- **TEXTE**:
※

29 juin 2003

Peut-on se demander si notre vie est creuse, alors que nous ne sommes pas creux ?
Pourquoi ressent-on un tel sentiment de vide alors que tout dans la nature, depuis notre corps jusqu'aux galaxies, est plein !
Comment peut-on se sentir aussi irrémédiablement seul alors que chaque jour on craque dans les queues et les bouchons ?
Nous sommes trop, et nous ne sommes pas assez. Nous sommes vides, et nous débordons.
Peut-être est-ce car la matière dont nous voulons nous emplir, c'est l'amour. Peut-être que les gens que nous voulons voir autour de nous, ce sont les gens qui nous aiment (pour ceux qui en ont).
Ce qui est rare a de la valeur, ce qui est rare est beau, nous préférons un paquet de la lessive que nous aimons à mille paquets de lessive X ; nous demandons l'être que nous aimons à nos côtés, un milliards de chinois n'y suffiraient pas. Nous ne voulons pas la quantité, nous exigeons la quelité dans notre vie !

※

- **DONNÉES**:
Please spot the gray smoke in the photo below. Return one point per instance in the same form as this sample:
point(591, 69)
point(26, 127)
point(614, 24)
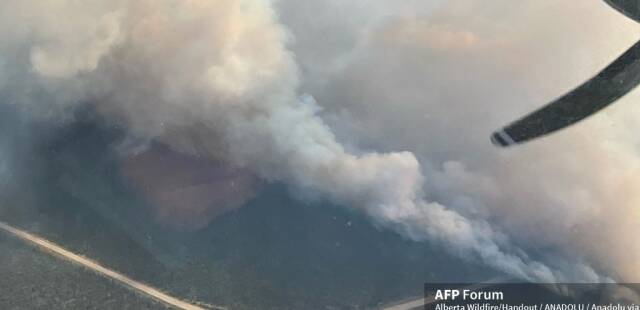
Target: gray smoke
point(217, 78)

※

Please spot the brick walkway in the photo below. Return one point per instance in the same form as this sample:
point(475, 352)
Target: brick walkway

※

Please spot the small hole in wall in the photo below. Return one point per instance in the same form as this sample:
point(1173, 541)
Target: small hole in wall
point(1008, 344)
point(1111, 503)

※

- **CONSIGNES**:
**A.** Recopie le texte sur le vide de « 29 juin 2003 » à « qui en ont). ».
**B.** Dans le texte sur le vide, relève toutes les affirmations sur « nous » que contiennent les deux phrases commençant par « Nous sommes ».

- **RÉPONSES**:
**A.**
29 juin 2003

Peut-on se demander si notre vie est creuse, alors que nous ne sommes pas creux ?
Pourquoi ressent-on un tel sentiment de vide alors que tout dans la nature, depuis notre corps jusqu'aux galaxies, est plein !
Comment peut-on se sentir aussi irrémédiablement seul alors que chaque jour on craque dans les queues et les bouchons ?
Nous sommes trop, et nous ne sommes pas assez. Nous sommes vides, et nous débordons.
Peut-être est-ce car la matière dont nous voulons nous emplir, c'est l'amour. Peut-être que les gens que nous voulons voir autour de nous, ce sont les gens qui nous aiment (pour ceux qui en ont).

**B.** Nous sommes trop ; nous ne sommes pas assez ; Nous sommes vides ; nous débordons